Copy down every line of the data that follows exactly. Omit the pictures.

Content starts

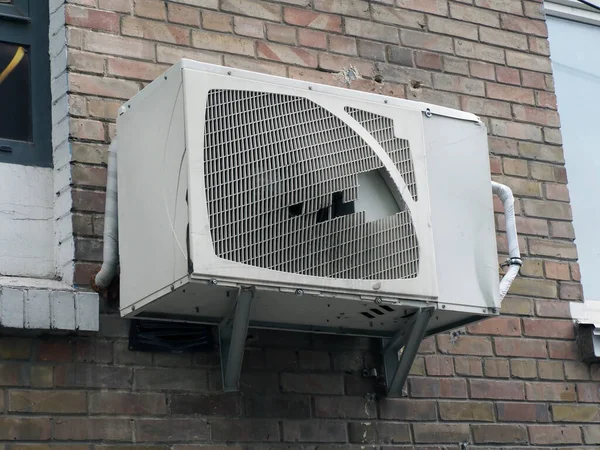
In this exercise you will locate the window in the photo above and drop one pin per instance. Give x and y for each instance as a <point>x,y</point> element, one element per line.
<point>25,106</point>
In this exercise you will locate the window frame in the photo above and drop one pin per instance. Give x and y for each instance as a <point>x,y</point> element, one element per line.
<point>25,24</point>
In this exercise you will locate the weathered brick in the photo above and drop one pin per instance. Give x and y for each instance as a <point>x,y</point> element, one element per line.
<point>167,379</point>
<point>554,434</point>
<point>310,38</point>
<point>551,370</point>
<point>92,19</point>
<point>451,27</point>
<point>342,44</point>
<point>369,30</point>
<point>312,383</point>
<point>379,433</point>
<point>426,41</point>
<point>170,429</point>
<point>524,25</point>
<point>523,412</point>
<point>152,9</point>
<point>467,411</point>
<point>497,389</point>
<point>468,366</point>
<point>355,8</point>
<point>566,350</point>
<point>545,391</point>
<point>244,430</point>
<point>24,429</point>
<point>438,365</point>
<point>285,54</point>
<point>496,368</point>
<point>441,433</point>
<point>127,403</point>
<point>54,401</point>
<point>465,345</point>
<point>510,93</point>
<point>185,15</point>
<point>547,328</point>
<point>400,409</point>
<point>500,434</point>
<point>91,428</point>
<point>281,33</point>
<point>117,45</point>
<point>222,42</point>
<point>557,249</point>
<point>253,8</point>
<point>314,431</point>
<point>501,326</point>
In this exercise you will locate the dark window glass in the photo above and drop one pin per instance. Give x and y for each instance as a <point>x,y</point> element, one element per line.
<point>15,102</point>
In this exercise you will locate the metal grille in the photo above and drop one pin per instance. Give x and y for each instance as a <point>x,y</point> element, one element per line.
<point>382,129</point>
<point>281,179</point>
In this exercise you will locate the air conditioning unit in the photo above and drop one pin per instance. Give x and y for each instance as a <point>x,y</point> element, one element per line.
<point>252,200</point>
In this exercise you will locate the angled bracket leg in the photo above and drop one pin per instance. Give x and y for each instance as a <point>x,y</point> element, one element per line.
<point>406,342</point>
<point>232,339</point>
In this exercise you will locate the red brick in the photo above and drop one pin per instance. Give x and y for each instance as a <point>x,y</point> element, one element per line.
<point>311,19</point>
<point>496,389</point>
<point>454,28</point>
<point>156,31</point>
<point>253,8</point>
<point>476,15</point>
<point>500,326</point>
<point>217,22</point>
<point>508,75</point>
<point>152,9</point>
<point>439,365</point>
<point>523,412</point>
<point>434,388</point>
<point>92,19</point>
<point>222,42</point>
<point>314,39</point>
<point>500,434</point>
<point>523,25</point>
<point>183,14</point>
<point>281,33</point>
<point>554,434</point>
<point>342,44</point>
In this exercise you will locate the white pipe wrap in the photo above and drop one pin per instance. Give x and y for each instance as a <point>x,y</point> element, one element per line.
<point>505,194</point>
<point>111,226</point>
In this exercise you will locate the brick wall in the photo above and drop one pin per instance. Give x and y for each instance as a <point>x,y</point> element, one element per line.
<point>509,382</point>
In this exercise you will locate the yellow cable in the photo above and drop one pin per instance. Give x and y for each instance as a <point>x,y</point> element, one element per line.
<point>12,64</point>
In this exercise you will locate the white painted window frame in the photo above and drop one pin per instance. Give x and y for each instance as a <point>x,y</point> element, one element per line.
<point>587,312</point>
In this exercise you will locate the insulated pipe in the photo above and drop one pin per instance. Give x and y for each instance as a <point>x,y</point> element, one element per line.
<point>111,225</point>
<point>514,255</point>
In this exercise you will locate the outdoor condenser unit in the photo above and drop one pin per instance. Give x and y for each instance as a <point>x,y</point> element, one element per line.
<point>252,200</point>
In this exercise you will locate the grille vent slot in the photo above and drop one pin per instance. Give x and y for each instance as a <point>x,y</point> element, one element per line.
<point>276,166</point>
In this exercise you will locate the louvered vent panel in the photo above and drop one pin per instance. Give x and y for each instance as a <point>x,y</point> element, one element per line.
<point>281,179</point>
<point>382,129</point>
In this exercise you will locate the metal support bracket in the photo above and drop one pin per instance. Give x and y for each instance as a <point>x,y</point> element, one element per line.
<point>232,339</point>
<point>399,352</point>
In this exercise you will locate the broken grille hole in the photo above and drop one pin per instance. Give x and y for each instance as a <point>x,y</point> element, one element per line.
<point>296,210</point>
<point>323,214</point>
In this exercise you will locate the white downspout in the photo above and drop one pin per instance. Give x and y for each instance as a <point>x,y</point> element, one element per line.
<point>514,261</point>
<point>111,225</point>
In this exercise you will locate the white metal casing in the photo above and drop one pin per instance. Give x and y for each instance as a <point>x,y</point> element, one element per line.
<point>168,272</point>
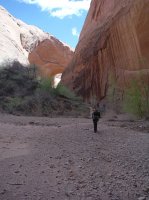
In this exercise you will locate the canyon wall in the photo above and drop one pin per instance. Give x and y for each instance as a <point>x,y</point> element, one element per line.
<point>29,44</point>
<point>113,46</point>
<point>51,55</point>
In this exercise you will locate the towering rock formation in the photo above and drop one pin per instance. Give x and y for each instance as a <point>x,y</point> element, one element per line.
<point>114,44</point>
<point>26,43</point>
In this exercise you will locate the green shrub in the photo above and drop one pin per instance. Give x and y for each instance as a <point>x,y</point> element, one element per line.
<point>135,101</point>
<point>64,91</point>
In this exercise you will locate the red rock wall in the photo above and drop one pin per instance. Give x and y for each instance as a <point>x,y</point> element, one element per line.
<point>114,40</point>
<point>51,56</point>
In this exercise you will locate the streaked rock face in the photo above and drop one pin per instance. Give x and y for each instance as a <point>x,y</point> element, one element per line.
<point>114,40</point>
<point>18,41</point>
<point>51,55</point>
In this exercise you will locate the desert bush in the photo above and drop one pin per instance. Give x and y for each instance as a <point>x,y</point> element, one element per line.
<point>64,91</point>
<point>135,100</point>
<point>23,92</point>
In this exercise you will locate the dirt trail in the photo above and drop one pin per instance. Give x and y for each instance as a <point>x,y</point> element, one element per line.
<point>62,159</point>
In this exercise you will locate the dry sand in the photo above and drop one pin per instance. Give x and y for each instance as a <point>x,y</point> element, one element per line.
<point>62,159</point>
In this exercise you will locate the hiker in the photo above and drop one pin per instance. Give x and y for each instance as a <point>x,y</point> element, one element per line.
<point>95,117</point>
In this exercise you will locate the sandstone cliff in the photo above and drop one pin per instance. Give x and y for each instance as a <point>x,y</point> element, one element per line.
<point>114,42</point>
<point>20,41</point>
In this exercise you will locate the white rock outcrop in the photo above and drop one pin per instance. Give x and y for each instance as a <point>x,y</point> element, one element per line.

Content ends

#### SOLUTION TO THIS PROBLEM
In this exercise you will locate the window in the photo above and drop one pin per instance. Give x and y for each instance as a <point>x,y</point> element, one element per line.
<point>25,106</point>
In this exercise you will locate the window frame in the photo above and drop one pin per instance. Give x and y for each instance as a <point>x,y</point> element, one element per line.
<point>25,24</point>
In this exercise you will locate the weathered brick in the photo above and drop one pin per instance. Give x and y for each instance as a <point>x,y</point> element, one element per line.
<point>167,379</point>
<point>554,434</point>
<point>310,38</point>
<point>551,370</point>
<point>92,19</point>
<point>451,27</point>
<point>342,44</point>
<point>369,30</point>
<point>312,383</point>
<point>379,433</point>
<point>426,41</point>
<point>170,429</point>
<point>524,25</point>
<point>523,412</point>
<point>152,9</point>
<point>467,411</point>
<point>497,389</point>
<point>468,366</point>
<point>355,8</point>
<point>566,350</point>
<point>545,391</point>
<point>244,430</point>
<point>24,429</point>
<point>438,365</point>
<point>285,54</point>
<point>496,368</point>
<point>441,433</point>
<point>127,403</point>
<point>54,401</point>
<point>465,345</point>
<point>510,93</point>
<point>185,15</point>
<point>547,328</point>
<point>400,409</point>
<point>500,434</point>
<point>91,428</point>
<point>281,33</point>
<point>117,45</point>
<point>222,42</point>
<point>557,249</point>
<point>253,8</point>
<point>314,431</point>
<point>501,326</point>
In this exercise you will locate the dark window glass in the photo above and drop one pin per instance. Give x and y for each instance as a <point>x,y</point> element, one element per line.
<point>15,102</point>
In this exercise you will locate the metal grille in the photo above and drop one pin per instance. Give x and y for each instance as a <point>x,y</point> element, one element per line.
<point>382,129</point>
<point>281,179</point>
In this exercise you will locate the air conditioning unit in the photo above and drop one pin per instance. Give x and y for each instance as a <point>x,y</point> element, one element per line.
<point>252,200</point>
In this exercise you will locate the angled bracket leg in the photo above and drop one pin per instance. Give x and y for each instance as a <point>x,y</point> element, one element per line.
<point>406,342</point>
<point>232,339</point>
In this exercise you will locate the red brick in the photo above and drop one pin per instance. Give x and y for each instance as a <point>x,y</point> element, one element per line.
<point>311,19</point>
<point>496,389</point>
<point>454,28</point>
<point>156,31</point>
<point>253,8</point>
<point>476,15</point>
<point>500,326</point>
<point>217,22</point>
<point>508,75</point>
<point>152,9</point>
<point>439,365</point>
<point>523,412</point>
<point>434,388</point>
<point>92,19</point>
<point>222,42</point>
<point>314,39</point>
<point>500,434</point>
<point>523,25</point>
<point>183,14</point>
<point>281,33</point>
<point>554,434</point>
<point>342,44</point>
In this exercise you will locate the white pipe wrap in the photo above and drop one pin per instance. Give x and y for each instance as a <point>x,y</point> element, one element per line.
<point>505,194</point>
<point>111,226</point>
In this exercise you will locate the brick wall in the photo above and drop one pin per instance. Give x and y for each instance as a <point>x,y</point> element, one element per line.
<point>509,382</point>
In this exercise you will locate the yellow cable in the photo above and drop one pin per instance. Give x and y for each instance as a <point>x,y</point> element, one element per line.
<point>12,64</point>
In this exercise you will locate the white painted window frame in the photo above and drop one pin per instance. Give x and y for each instance as a <point>x,y</point> element, one element per line.
<point>587,312</point>
In this exercise you will locate the insulated pipe in the photo above and drop one pin per instance. Give x and y for each instance as a <point>x,y</point> element, one element per line.
<point>111,225</point>
<point>514,255</point>
In this exercise you will locate the outdoor condenser unit in the photo above and drop one pin per instance. Give x and y for each instance as a <point>x,y</point> element, one element per line.
<point>252,200</point>
In this exercise you will locate the grille vent slot in the photo above and drop one pin per instance. Give x and y for each instance as a <point>x,y</point> element, one element per line.
<point>276,166</point>
In this exercise you will locate the louvered vent panel in the photo above and drop one pin per instance. Give x and y for each instance as a <point>x,y</point> element, one element per line.
<point>281,179</point>
<point>382,129</point>
In this exercise you will locate the metal support bracket in the photo above and drop one pin per instance. Give x and y for each instance as a <point>x,y</point> element, one element per line.
<point>232,339</point>
<point>399,352</point>
In this exercise you will locate the broken grille hole in the photo above and drop one pin per instance. Give x and y for each instance as a <point>x,y</point> element, one element per line.
<point>296,210</point>
<point>323,214</point>
In this exercise you will locate the white downspout in the photo above and drop one pin per instance. Give x and y for each instance as a <point>x,y</point> element, one element per line.
<point>514,261</point>
<point>111,225</point>
In this exercise you will locate the white metal casing in the photo above and drop one pin per instance. Give x and y for each instance as a <point>x,y</point> element, one element per line.
<point>168,272</point>
In this exercise you will locate the canyon wall in the photo above and drop one pin per instance. Give x and y for each instance as a <point>x,y</point> element, one element per line.
<point>29,44</point>
<point>113,46</point>
<point>51,55</point>
In this exercise you will locate the towering rock formation in the photo above and drop one pin per instance. Give x and y for each instance as a <point>x,y</point> element, one element per line.
<point>114,44</point>
<point>26,43</point>
In this exercise you will locate the green shrub in the photo above and drop one pin per instance. Give x and y for each instance as a <point>x,y</point> element, one element per line.
<point>135,101</point>
<point>64,91</point>
In this exercise you will locate the red rock wall in the photo above and drop one pin per instance. Give x and y for each instance as a <point>x,y</point> element, one element per line.
<point>114,40</point>
<point>51,56</point>
In this exercise you will locate the streaked rock face in the photo above and drop one pin per instance. Give x and y for each instance as a <point>x,y</point> element, one element per line.
<point>114,40</point>
<point>18,41</point>
<point>51,55</point>
In this exercise you will locate the desert bush in the photo above and drop one pin per instance. Give x and y for each instance as a <point>x,y</point> element, one element per line.
<point>64,91</point>
<point>135,100</point>
<point>23,92</point>
In this exercise you will locate the dirt trail in the photo above and drop one pin per instance. Give x and y for each instance as a <point>x,y</point> element, one element per line.
<point>62,159</point>
In this exercise you will locate the dry sand in the photo above and drop one pin per instance. Give x and y for each instance as a <point>x,y</point> element, one element per line.
<point>62,159</point>
In this exercise you will locate the hiker in the photo above and drop one pin per instance. Give x and y for each instance as a <point>x,y</point> element, one element per line.
<point>95,117</point>
In this exercise you will locate the sandstone cliff in the photo above and drop one pin per instance. Give x and y for each instance as a <point>x,y</point> element, one element per line.
<point>114,42</point>
<point>20,41</point>
In this exercise you will locate the white rock outcrop in the photo above and drop one pin per instance. Give x and y for each instance as a <point>x,y</point> element, one element per line.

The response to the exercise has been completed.